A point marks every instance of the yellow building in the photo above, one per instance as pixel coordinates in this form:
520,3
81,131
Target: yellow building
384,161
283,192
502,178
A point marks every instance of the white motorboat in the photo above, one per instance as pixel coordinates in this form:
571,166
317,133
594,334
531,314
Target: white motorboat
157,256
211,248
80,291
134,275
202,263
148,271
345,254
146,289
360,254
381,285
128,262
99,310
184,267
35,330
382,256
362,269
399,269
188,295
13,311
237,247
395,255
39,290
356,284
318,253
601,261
* * * * *
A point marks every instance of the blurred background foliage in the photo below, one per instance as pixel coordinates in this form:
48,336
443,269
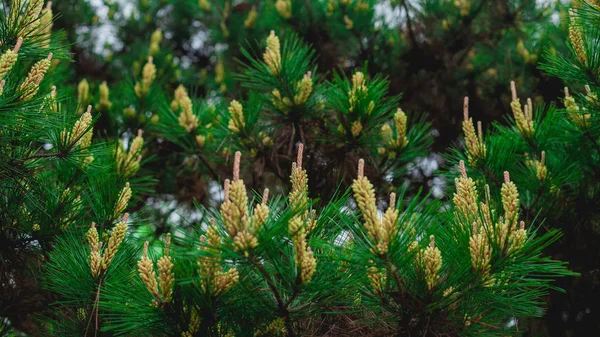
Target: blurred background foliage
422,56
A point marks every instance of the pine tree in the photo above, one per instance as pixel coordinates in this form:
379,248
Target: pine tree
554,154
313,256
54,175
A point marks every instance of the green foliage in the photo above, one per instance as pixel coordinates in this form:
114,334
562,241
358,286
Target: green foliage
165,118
* * * * *
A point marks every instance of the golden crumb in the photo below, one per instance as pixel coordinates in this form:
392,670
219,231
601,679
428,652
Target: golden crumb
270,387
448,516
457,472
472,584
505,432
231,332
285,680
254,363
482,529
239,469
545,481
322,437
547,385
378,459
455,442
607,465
* * * * *
== Stated exercise ==
Pick out every line in the records above that contains the word "pine" and copy each one. Case counts, so match capital and lowercase letters exactly.

== Response for this exercise ==
A point marks every instance of the pine tree in the photo above, one per instance as pixel coordinates in this form:
Target: pine tree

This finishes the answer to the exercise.